[Data for the task]
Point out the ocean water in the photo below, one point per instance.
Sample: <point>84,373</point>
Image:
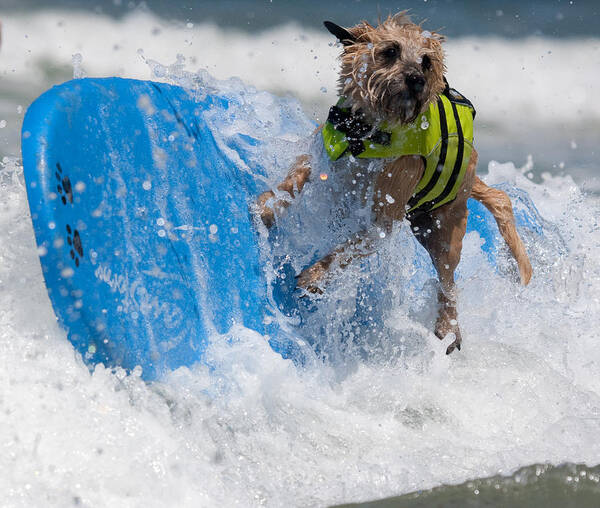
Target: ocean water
<point>398,418</point>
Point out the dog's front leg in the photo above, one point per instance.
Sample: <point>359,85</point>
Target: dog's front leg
<point>394,186</point>
<point>360,245</point>
<point>292,184</point>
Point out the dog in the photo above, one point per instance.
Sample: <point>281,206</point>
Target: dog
<point>396,107</point>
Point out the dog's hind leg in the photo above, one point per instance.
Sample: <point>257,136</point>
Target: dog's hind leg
<point>498,203</point>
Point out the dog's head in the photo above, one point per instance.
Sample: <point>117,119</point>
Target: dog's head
<point>392,71</point>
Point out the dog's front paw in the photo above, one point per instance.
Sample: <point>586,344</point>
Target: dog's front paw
<point>310,278</point>
<point>267,215</point>
<point>445,325</point>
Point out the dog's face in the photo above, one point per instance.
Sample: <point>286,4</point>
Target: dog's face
<point>392,71</point>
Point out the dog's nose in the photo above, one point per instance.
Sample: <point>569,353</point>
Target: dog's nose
<point>415,83</point>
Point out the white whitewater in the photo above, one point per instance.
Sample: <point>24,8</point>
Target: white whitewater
<point>254,429</point>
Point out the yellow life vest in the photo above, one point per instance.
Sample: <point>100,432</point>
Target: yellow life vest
<point>442,135</point>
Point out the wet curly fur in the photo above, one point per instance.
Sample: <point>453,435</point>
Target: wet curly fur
<point>392,73</point>
<point>375,68</point>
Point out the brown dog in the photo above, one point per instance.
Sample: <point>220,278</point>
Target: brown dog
<point>392,87</point>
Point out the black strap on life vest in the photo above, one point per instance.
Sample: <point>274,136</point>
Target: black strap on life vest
<point>356,130</point>
<point>440,166</point>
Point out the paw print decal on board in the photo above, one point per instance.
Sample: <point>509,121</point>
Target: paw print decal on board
<point>76,247</point>
<point>64,187</point>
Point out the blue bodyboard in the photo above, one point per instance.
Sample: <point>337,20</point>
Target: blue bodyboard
<point>143,227</point>
<point>145,237</point>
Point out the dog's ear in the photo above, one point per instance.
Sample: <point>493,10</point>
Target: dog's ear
<point>344,36</point>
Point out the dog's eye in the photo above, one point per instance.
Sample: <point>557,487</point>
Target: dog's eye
<point>426,63</point>
<point>390,53</point>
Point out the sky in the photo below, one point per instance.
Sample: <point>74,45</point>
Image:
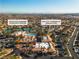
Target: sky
<point>39,6</point>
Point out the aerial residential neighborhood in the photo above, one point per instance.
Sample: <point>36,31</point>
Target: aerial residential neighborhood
<point>29,38</point>
<point>39,29</point>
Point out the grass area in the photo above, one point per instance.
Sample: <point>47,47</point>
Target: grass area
<point>13,57</point>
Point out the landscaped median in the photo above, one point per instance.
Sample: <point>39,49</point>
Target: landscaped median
<point>14,57</point>
<point>5,52</point>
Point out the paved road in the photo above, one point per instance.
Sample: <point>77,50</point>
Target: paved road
<point>70,46</point>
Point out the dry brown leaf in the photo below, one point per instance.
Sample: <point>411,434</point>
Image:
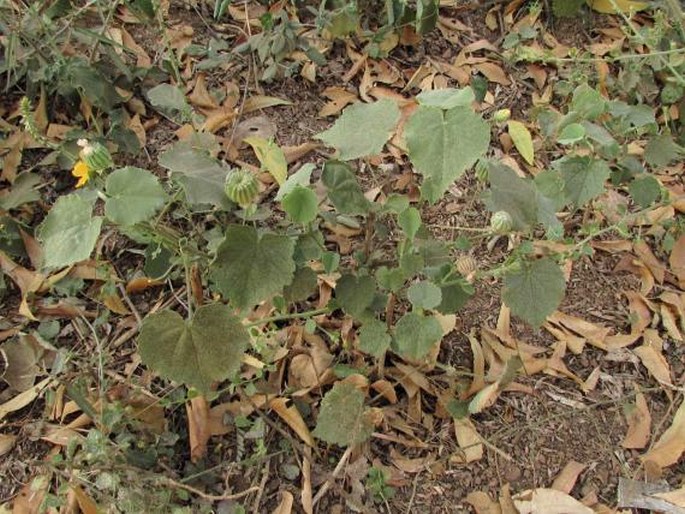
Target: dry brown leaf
<point>613,246</point>
<point>293,418</point>
<point>639,424</point>
<point>574,343</point>
<point>306,369</point>
<point>286,505</point>
<point>143,59</point>
<point>478,382</point>
<point>30,498</point>
<point>257,102</point>
<point>640,314</point>
<point>677,261</point>
<point>138,129</point>
<point>567,477</point>
<point>592,380</point>
<point>482,503</point>
<point>408,465</point>
<point>650,353</point>
<point>493,73</point>
<point>141,284</point>
<point>671,445</point>
<point>668,320</point>
<point>295,153</point>
<point>217,119</point>
<point>85,502</point>
<point>199,433</point>
<point>595,334</point>
<point>644,252</point>
<point>637,267</point>
<point>23,359</point>
<point>385,389</point>
<point>259,126</point>
<point>549,501</point>
<point>7,442</point>
<point>306,488</point>
<point>23,399</point>
<point>506,503</point>
<point>468,440</point>
<point>676,497</point>
<point>339,98</point>
<point>115,304</point>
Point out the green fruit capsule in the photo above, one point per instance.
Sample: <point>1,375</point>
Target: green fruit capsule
<point>501,223</point>
<point>501,116</point>
<point>96,156</point>
<point>241,187</point>
<point>482,170</point>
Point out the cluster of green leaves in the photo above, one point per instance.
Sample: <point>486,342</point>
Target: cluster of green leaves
<point>89,79</point>
<point>282,34</point>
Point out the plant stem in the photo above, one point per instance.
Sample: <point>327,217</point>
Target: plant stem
<point>284,317</point>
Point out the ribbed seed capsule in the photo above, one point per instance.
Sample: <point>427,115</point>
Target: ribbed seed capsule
<point>482,170</point>
<point>241,187</point>
<point>466,265</point>
<point>501,223</point>
<point>96,156</point>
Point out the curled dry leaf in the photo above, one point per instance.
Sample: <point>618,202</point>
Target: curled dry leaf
<point>677,261</point>
<point>23,399</point>
<point>549,501</point>
<point>671,445</point>
<point>650,353</point>
<point>286,504</point>
<point>199,432</point>
<point>468,440</point>
<point>7,442</point>
<point>482,503</point>
<point>293,418</point>
<point>639,424</point>
<point>568,476</point>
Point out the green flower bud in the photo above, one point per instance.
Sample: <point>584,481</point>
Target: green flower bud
<point>501,116</point>
<point>501,223</point>
<point>95,155</point>
<point>241,187</point>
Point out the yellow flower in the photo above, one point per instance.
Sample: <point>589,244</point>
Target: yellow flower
<point>82,172</point>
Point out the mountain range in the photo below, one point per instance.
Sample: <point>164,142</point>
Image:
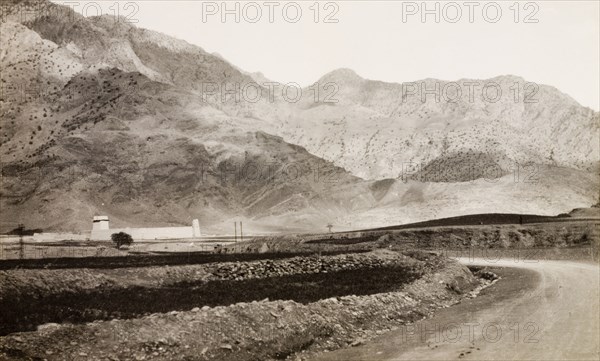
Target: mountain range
<point>101,117</point>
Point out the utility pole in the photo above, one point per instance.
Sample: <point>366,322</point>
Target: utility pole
<point>241,232</point>
<point>21,230</point>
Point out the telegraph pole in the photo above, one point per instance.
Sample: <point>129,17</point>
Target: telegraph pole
<point>21,244</point>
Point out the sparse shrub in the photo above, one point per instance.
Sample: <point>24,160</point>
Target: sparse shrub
<point>121,239</point>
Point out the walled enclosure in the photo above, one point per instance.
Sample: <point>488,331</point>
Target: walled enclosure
<point>101,231</point>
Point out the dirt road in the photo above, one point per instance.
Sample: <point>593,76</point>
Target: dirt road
<point>538,310</point>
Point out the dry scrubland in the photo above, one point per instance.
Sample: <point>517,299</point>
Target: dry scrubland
<point>578,239</point>
<point>265,309</point>
<point>282,297</point>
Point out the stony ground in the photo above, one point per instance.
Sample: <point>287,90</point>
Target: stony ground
<point>258,330</point>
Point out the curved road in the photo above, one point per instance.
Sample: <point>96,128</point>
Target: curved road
<point>538,310</point>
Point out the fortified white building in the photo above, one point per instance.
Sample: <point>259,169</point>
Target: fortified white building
<point>101,231</point>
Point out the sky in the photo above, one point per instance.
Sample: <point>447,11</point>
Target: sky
<point>546,42</point>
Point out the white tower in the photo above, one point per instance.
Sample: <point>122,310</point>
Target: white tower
<point>100,223</point>
<point>196,228</point>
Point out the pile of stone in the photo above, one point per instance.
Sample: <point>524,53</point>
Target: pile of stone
<point>303,265</point>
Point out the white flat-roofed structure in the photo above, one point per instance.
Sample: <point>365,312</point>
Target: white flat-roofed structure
<point>101,231</point>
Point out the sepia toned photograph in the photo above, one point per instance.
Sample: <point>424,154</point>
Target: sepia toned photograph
<point>309,180</point>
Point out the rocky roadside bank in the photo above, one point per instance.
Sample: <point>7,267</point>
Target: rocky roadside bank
<point>255,330</point>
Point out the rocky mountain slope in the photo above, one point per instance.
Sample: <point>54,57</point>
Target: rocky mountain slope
<point>101,117</point>
<point>375,128</point>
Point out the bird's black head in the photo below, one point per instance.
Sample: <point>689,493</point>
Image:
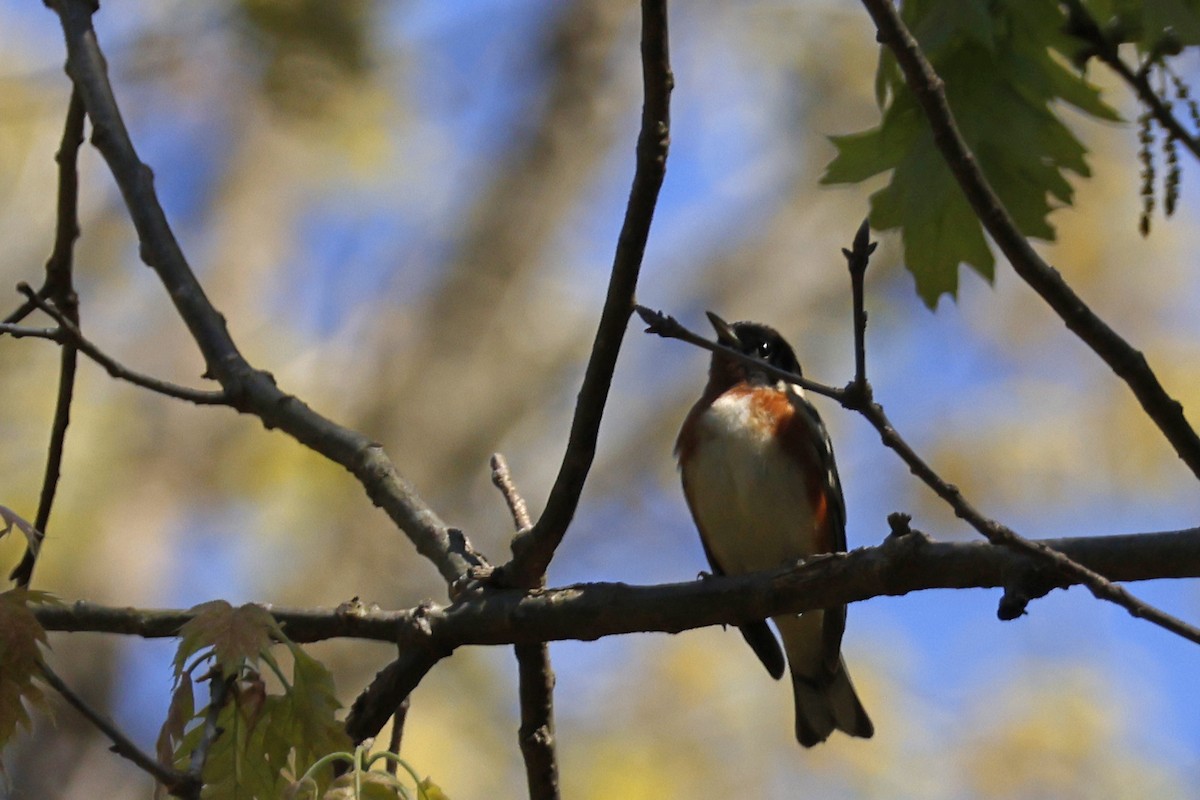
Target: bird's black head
<point>753,338</point>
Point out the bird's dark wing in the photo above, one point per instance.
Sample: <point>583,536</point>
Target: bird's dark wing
<point>834,624</point>
<point>757,635</point>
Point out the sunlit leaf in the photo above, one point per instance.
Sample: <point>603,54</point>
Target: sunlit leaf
<point>21,641</point>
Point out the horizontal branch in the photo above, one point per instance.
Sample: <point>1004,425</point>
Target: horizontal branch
<point>903,564</point>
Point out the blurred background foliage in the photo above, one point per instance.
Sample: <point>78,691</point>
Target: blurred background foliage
<point>407,211</point>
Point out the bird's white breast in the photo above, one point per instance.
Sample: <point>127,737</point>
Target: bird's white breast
<point>749,498</point>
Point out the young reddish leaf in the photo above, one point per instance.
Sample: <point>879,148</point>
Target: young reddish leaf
<point>21,655</point>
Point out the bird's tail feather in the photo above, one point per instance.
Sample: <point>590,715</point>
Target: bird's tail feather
<point>826,705</point>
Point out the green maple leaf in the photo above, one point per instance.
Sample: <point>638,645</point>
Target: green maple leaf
<point>235,636</point>
<point>1006,82</point>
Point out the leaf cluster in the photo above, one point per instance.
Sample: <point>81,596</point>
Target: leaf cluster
<point>251,741</point>
<point>1007,76</point>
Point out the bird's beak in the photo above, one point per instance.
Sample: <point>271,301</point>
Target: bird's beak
<point>725,334</point>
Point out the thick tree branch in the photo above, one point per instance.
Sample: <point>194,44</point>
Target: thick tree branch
<point>60,290</point>
<point>1127,362</point>
<point>533,551</point>
<point>898,566</point>
<point>250,390</point>
<point>67,334</point>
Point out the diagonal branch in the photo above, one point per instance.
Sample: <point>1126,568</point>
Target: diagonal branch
<point>60,290</point>
<point>174,780</point>
<point>249,390</point>
<point>1126,361</point>
<point>67,334</point>
<point>532,552</point>
<point>534,673</point>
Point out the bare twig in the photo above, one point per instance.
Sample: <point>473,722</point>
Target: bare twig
<point>1081,24</point>
<point>534,673</point>
<point>533,551</point>
<point>390,687</point>
<point>67,332</point>
<point>397,732</point>
<point>537,732</point>
<point>595,609</point>
<point>21,331</point>
<point>174,780</point>
<point>60,289</point>
<point>857,258</point>
<point>1127,362</point>
<point>247,389</point>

[Short task] Render everything in the material above from the line containing "Point out the blue" down to the line containing "<point>70,46</point>" as a JSON list of strings, one string per line, skipping blank lines. Leave the pictures out.

[Solution below]
[
  "Point out the blue bodyboard in the photo above, one point per instance.",
  "Sample: <point>337,20</point>",
  "Target: blue bodyboard",
  "<point>143,227</point>",
  "<point>145,237</point>",
  "Point out the dog's ear in the photo above, one point per instance.",
  "Sample: <point>493,10</point>",
  "Target: dog's ear",
  "<point>344,36</point>",
  "Point out the dog's eye in the photo above, one point per instance.",
  "Sample: <point>557,487</point>",
  "Target: dog's eye",
  "<point>426,63</point>",
  "<point>390,53</point>",
  "Point out the sky in the photo below, one point per instance.",
  "Sample: <point>74,45</point>",
  "Image:",
  "Target: sky",
  "<point>39,6</point>",
  "Point out the aerial residential neighborhood in the photo above, one point per instance.",
  "Sample: <point>36,31</point>",
  "Target: aerial residential neighborhood",
  "<point>29,38</point>",
  "<point>39,29</point>",
  "Point out the grass area in the photo above, one point per instance.",
  "Sample: <point>47,47</point>",
  "Target: grass area",
  "<point>13,57</point>",
  "Point out the landscaped median in the photo above, one point per instance.",
  "Sample: <point>39,49</point>",
  "Target: landscaped median",
  "<point>14,57</point>",
  "<point>5,52</point>",
  "Point out the paved road in the photo above, one point per instance.",
  "Sample: <point>77,50</point>",
  "Target: paved road",
  "<point>70,46</point>"
]